We can think this idea further, as in Greene’s paper or Mike Abrash’s description of Rasterization on Larrabee, and do a full hierarchical rasterizer. But with a hardware rasterizer, there’s little to no point: it actually increases the amount of work done for small triangles (unless you can skip levels of the hierarchy, but that’s not how you design HW dataflows!), and if you have a triangle that’s large enough to actually produce significant rasterization work, the architecture I describe should already be fast enough to generate pixel locations faster than the shader units can consume them.
In fact, the actual problem here isn’t big triangles in the first place; they are easy to deal with efficiently for pretty much any algorithm (certainly including scan-line rasterizers). The problem is small triangles! Even if you have a bunch of tiny triangles that generate 0 or 1 visible pixels, you still need to go through triangle setup (that I still haven’t described, but we’re getting close), at least one step of coarse rasterization, and then at least one fine rasterization step for an 8×8 block. With tiny triangles, it’s easy to get either triangle setup or coarse rasterization bound.
One thing to note is that with this kind of algorithm, slivers (long, very thin triangles) are seriously bad news – you need to traverse tons of tiles and only get very few covered pixels for each of them. So, well, they’re slow. Avoid them when you can.

Supplied material.
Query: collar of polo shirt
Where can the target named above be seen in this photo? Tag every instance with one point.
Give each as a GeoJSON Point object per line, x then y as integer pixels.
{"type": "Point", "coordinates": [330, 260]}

Given problem. According to the passage on hardware rasterization, what makes slivers (long, very thin triangles) seriously bad news for this kind of algorithm?

Completed exercise. Many tiles must be traversed while each yields only a few covered pixels.